• [Tasks to carry out]:
1 - In the regression testing page, list every tag assigned to the issue #42 test scenario.
2 - According to the regression testing page, what was the root cause of the bug in issue #42?
3 - Write the next part of the regression testing page, picking up right after its last line.

• [Extract]:
****************

Regression Testing

Regression testing ensures that bug fixes stay fixed and new features don't break existing functionality. This chapter covers strategies for building and maintaining effective regression test suites for MCP servers.

What is Regression Testing?

┌─────────────────────────────────────────────────────────────────────┐
│                   Regression Testing Purpose                         │
├─────────────────────────────────────────────────────────────────────┤
│                                                                     │
│  Without Regression Tests:                                          │
│  ┌─────────────────────────────────────────────────────────────┐   │
│  │  v1.0: Bug found → Bug fixed ✓                              │   │
│  │  v1.1: New feature added                                    │   │
│  │  v1.2: Bug reappears! ✗                                     │   │
│  │  v1.3: Same bug fixed again...                              │   │
│  │  v1.4: Bug reappears again...                               │   │
│  └─────────────────────────────────────────────────────────────┘   │
│                                                                     │
│  With Regression Tests:                                             │
│  ┌─────────────────────────────────────────────────────────────┐   │
│  │  v1.0: Bug found → Bug fixed + Regression test added ✓      │   │
│  │  v1.1: New feature added, regression test passes ✓          │   │
│  │  v1.2: Code change would reintroduce bug...                 │   │
│  │        → Regression test FAILS ✗                            │   │
│  │        → Developer catches issue before release             │   │
│  │        → Bug never reaches production again!                │   │
│  └─────────────────────────────────────────────────────────────┘   │
│                                                                     │
└─────────────────────────────────────────────────────────────────────┘

Creating Regression Tests

From Bug Reports

When you fix a bug, immediately create a regression test:

# tests/scenarios/regression/issue-42-empty-result.yaml
name: "Regression #42 - Empty query result handling"
description: |
  Bug: Server returned 500 when query returned empty results.
  Fixed in: v1.2.1 (commit abc123)
  Root cause: Missing null check in result formatting.

  This test ensures empty results are handled gracefully.

tags:
  - regression
  - issue-42
  - critical

# Link to original issue
metadata:
  issue_url: https://github.com/example/mcp-server/issues/42
  fixed_in: v1.2.1
  fixed_by: commit abc123

steps:
  - name: "Query returning empty results should succeed"
    tool: execute_query
    input:
      sql: "SELECT * FROM users WHERE id = -999999"
    expect:
      success: true
      content:
        type: text
        contains: "0 rows"

  - name: "Empty table query should succeed"
    tool: execute_query
    input:
      sql: "SELECT * FROM empty_table"

****************

[Point labeling data based on photos]
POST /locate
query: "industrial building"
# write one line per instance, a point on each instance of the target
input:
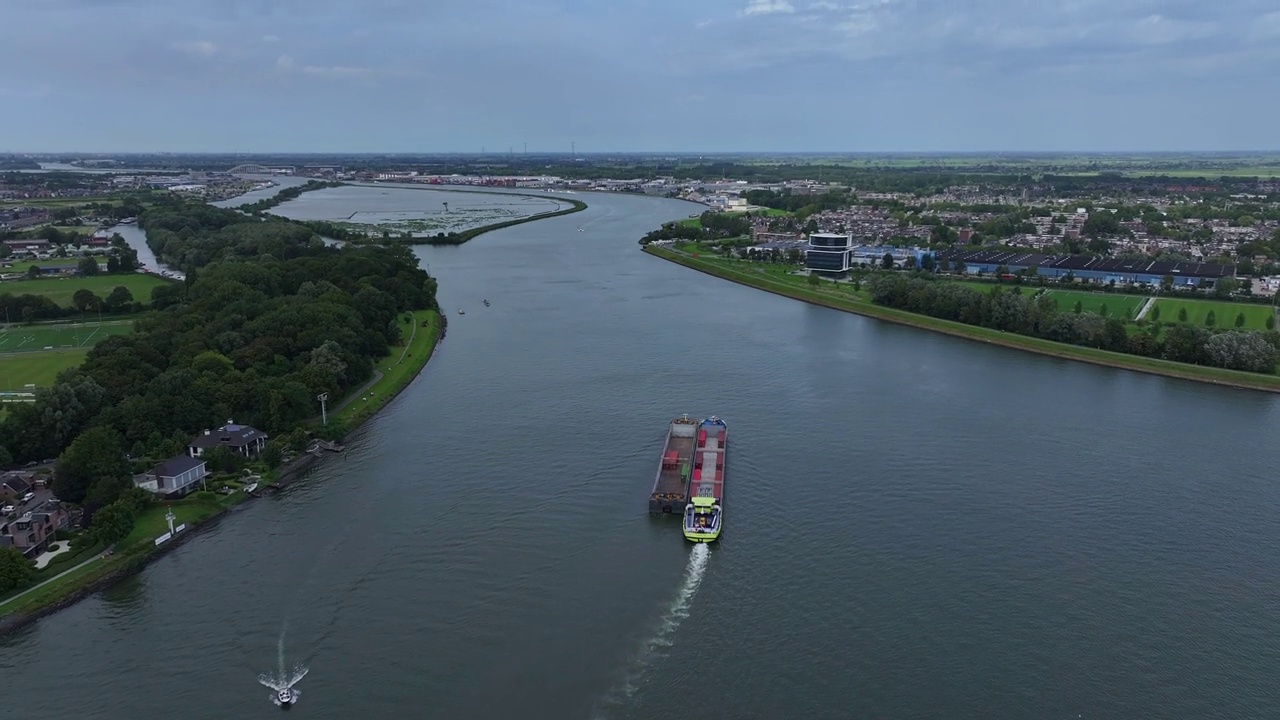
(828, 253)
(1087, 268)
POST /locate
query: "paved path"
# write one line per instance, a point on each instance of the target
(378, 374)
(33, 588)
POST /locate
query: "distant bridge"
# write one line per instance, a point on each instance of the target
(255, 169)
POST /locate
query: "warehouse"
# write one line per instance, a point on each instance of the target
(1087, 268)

****************

• [Answers for this exercise]:
1 - regression, issue-42, critical

2 - A missing null check in result formatting.

3 -
    expect:
      success: true

From Production Incidents

After a production incident, capture the exact sequence that caused the problem:

# tests/scenarios/regression/incident-2024-01-15.yaml
name: "Regression - Production incident 2024-01-15"
description: |
  Incident: Server crashed under specific query pattern.
  Impact: 15 minutes of downtime.
  Root cause: Memory exhaustion when joining large tables without LIMIT.

  This test reproduces the exact conditions that triggered the crash.

tags:
  - regression
  - incident
  - performance
  - critical

metadata:
  incident_date: "2024-01-15"
  postmortem_url: https://wiki.example.com/postmortems/2024-01-15

steps:
  - name: "Large join query with limit doesn't crash"
    tool: execute_query
    input:
      sql: "SELECT u.*, o.* FROM users u JOIN orders o ON u.id = o.user_id LIMIT 100"
    expect:
      success: true
      response_time_ms:
        less_than: 30000  # Should complete, not timeout

  - name: "Query without limit is rejected"
    tool: execute_query
    input:
      sql: "SELECT u.*, o.* FROM users u JOIN orders o ON u.id = o.user_id"
    expect:
      error:
        message_contains: "LIMIT required"

From Edge Cases

Document edge cases discovered during development:

# tests/scenarios/regression/unicode-handling.yaml
name: "Regression - Unicode edge cases"
description: |
  Various Unicode handling edge cases that have caused issues.

tags:
  - regression
  - unicode
  - i18n

steps:
  - name: "Emoji in query values"
    tool: execute_query
    input:
      sql: "SELECT * FROM messages WHERE content LIKE '%🎉%'"
    expect:
      success: true

  - name: "Chinese characters in table names"
    tool: execute_query
    input:
      sql: "SELECT * FROM \"用户表\" LIMIT 1"
    expect:
      success: true

  - name: "RTL text handling"
    tool: execute_query
    input:
      sql: "SELECT * FROM messages WHERE content = 'مرحبا'"
    expect:
      success: true

  - name: "Zero-width characters"
    tool: execute_query
    input:
      sql: "SELECT * FROM users WHERE name = 'test\u200B'"
    expect:
      success: true

Organizing Regression Tests

Directory Structure

tests/scenarios/regression/
├── README.md              # Overview and organization guide
├── by-issue/              # Organized by issue number
│   ├── issue-42.yaml
│   ├── issue-87.yaml
│   └── issue-123.yaml
├── by-component/          # Organized by affected component
│   ├── auth/
│   │   ├── oauth-token-refresh.yaml
│   │   └── session-expiry.yaml
│   ├── query/
│   │   ├── null-handling.yaml
│   │   └── unicode.yaml
│   └── transport/
│       ├── sse-reconnect.yaml
│       └── timeout-handling.yaml
├── by-severity/           # Organized by severity
│   ├── critical/
│   │   ├── data-loss-prevention.yaml
│   │   └── security-bypass.yaml
│   └── medium/
│       ├── display-issues.yaml
│       └── performance.yaml
└── incidents/             # Production incidents
    ├── 2024-01-15.yaml
    └── 2024-02-20.yaml

Naming Conventions

# Good: Descriptive, includes issue reference
name: "Regression #42 - Empty result set handling"

# Good: Includes component and behavior
name: "Regression - Query: NULL value comparison"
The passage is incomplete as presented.